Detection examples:
##########

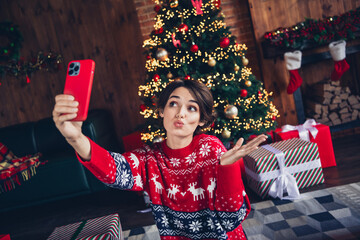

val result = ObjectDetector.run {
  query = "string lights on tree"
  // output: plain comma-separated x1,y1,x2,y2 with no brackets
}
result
139,0,278,144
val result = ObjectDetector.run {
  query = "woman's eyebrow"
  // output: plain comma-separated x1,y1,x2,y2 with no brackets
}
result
169,95,180,99
169,95,199,105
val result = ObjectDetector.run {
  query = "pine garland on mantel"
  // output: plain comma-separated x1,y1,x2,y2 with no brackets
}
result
0,21,63,85
0,51,63,85
264,8,360,50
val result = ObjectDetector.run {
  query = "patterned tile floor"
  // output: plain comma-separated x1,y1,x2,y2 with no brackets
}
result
124,183,360,240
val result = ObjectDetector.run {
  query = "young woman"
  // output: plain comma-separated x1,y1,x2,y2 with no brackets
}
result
53,80,266,240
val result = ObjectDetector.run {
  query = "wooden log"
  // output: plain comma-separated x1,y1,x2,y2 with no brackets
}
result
331,95,341,103
351,110,359,121
339,92,350,100
351,103,360,109
348,95,359,105
321,105,329,114
329,103,339,111
339,108,349,114
339,101,349,108
340,112,351,121
329,112,339,122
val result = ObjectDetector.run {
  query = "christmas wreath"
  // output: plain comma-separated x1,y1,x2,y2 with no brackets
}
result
0,22,23,62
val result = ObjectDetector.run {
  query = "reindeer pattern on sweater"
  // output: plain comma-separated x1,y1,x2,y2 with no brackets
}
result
83,134,250,240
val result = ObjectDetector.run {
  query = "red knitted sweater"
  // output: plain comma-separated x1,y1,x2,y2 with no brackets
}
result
82,134,250,240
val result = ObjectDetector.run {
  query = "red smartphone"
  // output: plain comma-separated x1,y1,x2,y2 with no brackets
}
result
64,59,95,121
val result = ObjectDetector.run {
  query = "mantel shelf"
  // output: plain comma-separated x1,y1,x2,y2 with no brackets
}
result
262,39,360,65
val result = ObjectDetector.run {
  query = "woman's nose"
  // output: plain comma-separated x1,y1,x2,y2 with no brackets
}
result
176,107,186,118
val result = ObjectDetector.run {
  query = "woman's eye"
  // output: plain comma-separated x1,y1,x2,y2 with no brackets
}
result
169,102,177,107
189,106,197,112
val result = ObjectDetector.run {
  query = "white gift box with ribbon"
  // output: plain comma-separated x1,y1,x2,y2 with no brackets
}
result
244,138,324,200
281,119,319,142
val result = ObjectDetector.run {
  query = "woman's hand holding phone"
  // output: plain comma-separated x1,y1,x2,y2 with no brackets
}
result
53,94,91,161
53,94,82,141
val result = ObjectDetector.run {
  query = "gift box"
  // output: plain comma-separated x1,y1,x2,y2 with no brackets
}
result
244,138,324,200
274,119,336,168
0,234,10,240
48,214,123,240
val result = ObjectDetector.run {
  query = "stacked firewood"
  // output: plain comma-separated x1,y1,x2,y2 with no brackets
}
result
305,81,360,126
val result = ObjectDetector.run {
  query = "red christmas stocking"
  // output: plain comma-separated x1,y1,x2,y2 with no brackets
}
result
329,40,350,81
284,51,303,94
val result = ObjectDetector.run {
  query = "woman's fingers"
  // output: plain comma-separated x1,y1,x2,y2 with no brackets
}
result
245,134,267,147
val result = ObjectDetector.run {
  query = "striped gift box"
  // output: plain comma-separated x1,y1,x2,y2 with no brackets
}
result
244,138,324,198
48,214,123,240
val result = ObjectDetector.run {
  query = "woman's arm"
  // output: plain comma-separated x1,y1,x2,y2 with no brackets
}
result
220,134,267,165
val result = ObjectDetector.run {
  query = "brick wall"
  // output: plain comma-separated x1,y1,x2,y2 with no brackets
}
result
133,0,261,79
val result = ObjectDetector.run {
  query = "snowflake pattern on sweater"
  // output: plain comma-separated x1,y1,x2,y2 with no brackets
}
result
83,134,250,240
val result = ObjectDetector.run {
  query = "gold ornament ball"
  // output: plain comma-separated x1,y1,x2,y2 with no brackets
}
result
208,58,216,67
170,0,179,8
224,105,239,119
245,80,251,87
153,135,164,143
242,57,249,66
221,128,231,138
156,48,169,61
234,64,240,72
166,72,174,79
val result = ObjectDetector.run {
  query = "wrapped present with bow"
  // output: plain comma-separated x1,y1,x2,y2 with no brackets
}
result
274,119,336,168
47,213,123,240
244,138,324,200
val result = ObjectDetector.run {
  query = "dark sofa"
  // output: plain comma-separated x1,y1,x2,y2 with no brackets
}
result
0,110,122,212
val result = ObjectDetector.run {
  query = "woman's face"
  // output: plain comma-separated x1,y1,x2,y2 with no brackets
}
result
160,87,204,138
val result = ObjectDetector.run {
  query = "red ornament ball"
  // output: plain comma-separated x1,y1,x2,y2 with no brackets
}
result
154,5,161,13
153,74,160,82
140,104,146,112
178,23,189,33
220,37,230,48
240,89,247,97
155,27,164,34
190,44,199,53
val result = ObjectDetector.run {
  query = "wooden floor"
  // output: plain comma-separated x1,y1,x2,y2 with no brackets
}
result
0,134,360,240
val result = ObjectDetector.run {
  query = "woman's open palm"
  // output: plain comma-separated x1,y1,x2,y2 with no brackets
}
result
220,134,267,165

##########

_PROBLEM TO SOLVE_.
Output every line of the records above as a numbered list, dropping blank lines and leaving the pictures out.

_FINISHED EXERCISE_.
1. val result = ObjectDetector.run {
2.   query = "string lights on tree"
3.   // output: plain comma-separated x1,y1,x2,y2 with no brackets
4. }
5. result
6. 139,0,278,144
7. val result = ObjectDetector.run {
8.   query = "woman's eyebrow"
9.   // output: plain comma-separated x1,y1,x2,y2 with no brackets
10. }
11. result
12. 169,95,180,99
13. 169,95,199,105
14. val result = ObjectDetector.run {
15.   query = "pine garland on mantel"
16.   // output: plain comma-separated x1,y1,x2,y2 with no brackets
17. }
18. result
19. 0,21,63,85
20. 0,51,63,85
21. 264,8,360,50
22. val result = ObjectDetector.run {
23.   query = "patterned tile floor"
24.   // output: plain comma-separated x1,y1,x2,y2 with no brackets
25. }
26. result
27. 124,183,360,240
28. val result = ObjectDetector.run {
29.   query = "young woman"
30.   // output: plain comma-separated x1,y1,x2,y2 with no brackets
31. }
32. result
33. 53,80,266,240
34. val result = ObjectDetector.run {
35.   query = "wooden log"
36.   // output: plain comma-separated x1,y1,x2,y2 with no brackets
37. }
38. result
39. 331,95,341,103
40. 351,110,359,121
41. 339,92,350,100
42. 351,103,360,109
43. 348,95,359,105
44. 321,105,329,114
45. 329,103,339,111
46. 339,108,349,114
47. 339,101,349,108
48. 340,112,351,121
49. 329,112,339,122
50. val result = ObjectDetector.run {
51.   query = "christmas wreath"
52.   // output: plain comma-separated x1,y1,x2,y2 with no brackets
53. }
54. result
55. 0,22,23,62
56. val result = ObjectDetector.run {
57.   query = "reindeer pattern on sweater"
58.   // output: plain comma-separated x1,y1,x2,y2 with no brackets
59. }
60. result
61. 83,134,250,240
62. val result = ObjectDetector.run {
63.   query = "red knitted sweater"
64.   // output: plain comma-separated x1,y1,x2,y2 with no brackets
65. }
66. result
67. 82,134,250,240
68. val result = ObjectDetector.run {
69.   query = "red smartphone"
70.   // output: plain comma-separated x1,y1,x2,y2 with no brackets
71. }
72. result
73. 64,59,95,121
74. val result = ObjectDetector.run {
75.   query = "mantel shelf"
76.   // output: plain comma-separated x1,y1,x2,y2 with no brackets
77. }
78. result
79. 262,39,360,65
80. val result = ObjectDetector.run {
81.   query = "woman's nose"
82.   // output: plain comma-separated x1,y1,x2,y2 with no brackets
83. }
84. result
85. 176,107,186,118
86. val result = ObjectDetector.run {
87.   query = "woman's eye"
88.   // output: plain comma-separated x1,y1,x2,y2 with no brackets
89. }
90. result
91. 169,102,177,107
92. 189,106,197,112
93. val result = ObjectDetector.run {
94.   query = "white gift box with ribbon"
95.   // output: plain comma-separated x1,y1,x2,y2 with no brackets
96. }
97. result
98. 244,138,324,200
99. 281,119,319,142
100. val result = ObjectDetector.run {
101.   query = "woman's hand holding phone"
102.   // output: plain comma-separated x1,y1,x2,y2 with no brackets
103. }
104. result
105. 53,94,91,161
106. 53,94,82,141
107. val result = ObjectDetector.run {
108.   query = "gift box"
109.   // output: plain comma-separated x1,y1,x2,y2 with no brackets
110. }
111. result
112. 244,138,324,200
113. 274,119,336,168
114. 0,234,10,240
115. 48,214,123,240
116. val result = ObjectDetector.run {
117.   query = "stacked firewood"
118.   // output: plain comma-separated x1,y1,x2,y2 with no brackets
119. }
120. result
121. 305,81,360,126
122. val result = ObjectDetector.run {
123.   query = "red christmas stocking"
124.   // output: plain comma-separated x1,y1,x2,y2 with no brackets
125. }
126. result
127. 329,40,350,81
128. 284,51,303,94
129. val result = ObjectDetector.run {
130.   query = "woman's fingers"
131.   // output: plain comma-separated x1,y1,x2,y2 with no brackets
132. }
133. result
134. 245,134,267,147
135. val result = ObjectDetector.run {
136.   query = "striped gift box"
137.   // output: plain comma-separated x1,y1,x2,y2 with no brackets
138. }
139. result
140. 244,138,324,198
141. 48,214,123,240
142. val result = ObjectDetector.run {
143.   query = "woman's arm"
144.   // output: plain comma-separated x1,y1,x2,y2 with no brackets
145. }
146. result
147. 220,134,267,165
148. val result = ObjectDetector.run {
149.   query = "brick wall"
150.   // output: plain comma-separated x1,y1,x2,y2 with no brackets
151. }
152. result
153. 133,0,261,79
154. val result = ObjectDetector.run {
155.   query = "snowflake pattern on sweater"
156.   // output: plain comma-separated x1,y1,x2,y2 with no brackets
157. }
158. result
159. 83,134,250,240
160. val result = ObjectDetector.run {
161.   query = "gold ornament ball"
162.   // output: plain comma-separated x1,y1,x2,y2 with no brackets
163. }
164. result
165. 208,58,216,67
166. 170,0,179,8
167. 224,105,239,119
168. 245,80,251,87
169. 153,135,164,143
170. 242,57,249,66
171. 221,128,231,138
172. 156,48,169,61
173. 234,64,240,72
174. 166,72,174,79
175. val result = ObjectDetector.run {
176.   query = "wrapped present with bow"
177.   // output: plain comma-separated x1,y1,x2,y2 with no brackets
178. }
179. result
180. 274,119,336,168
181. 47,213,123,240
182. 244,138,324,200
183. val result = ObjectDetector.run {
184.   query = "dark sofa"
185.   // output: plain comma-separated x1,y1,x2,y2 with no brackets
186. }
187. result
188. 0,110,122,212
189. val result = ObjectDetector.run {
190.   query = "woman's face"
191.   // output: plain comma-separated x1,y1,x2,y2 with no brackets
192. }
193. result
194. 160,87,204,138
195. val result = ObjectDetector.run {
196.   query = "red ornament ball"
197.   // output: plain comma-separated x1,y1,x2,y2 with no brackets
198. }
199. result
200. 154,5,161,13
201. 153,74,160,82
202. 140,104,146,112
203. 178,23,189,33
204. 220,37,230,48
205. 240,89,247,97
206. 155,27,164,34
207. 190,44,199,53
208. val result = ObjectDetector.run {
209.   query = "wooden floor"
210.   // output: plain comma-separated x1,y1,x2,y2 with no brackets
211. }
212. result
213. 0,134,360,240
214. val result = ObjectDetector.run {
215.   query = "woman's open palm"
216.   // output: plain comma-separated x1,y1,x2,y2 with no brackets
217. }
218. result
219. 220,134,267,165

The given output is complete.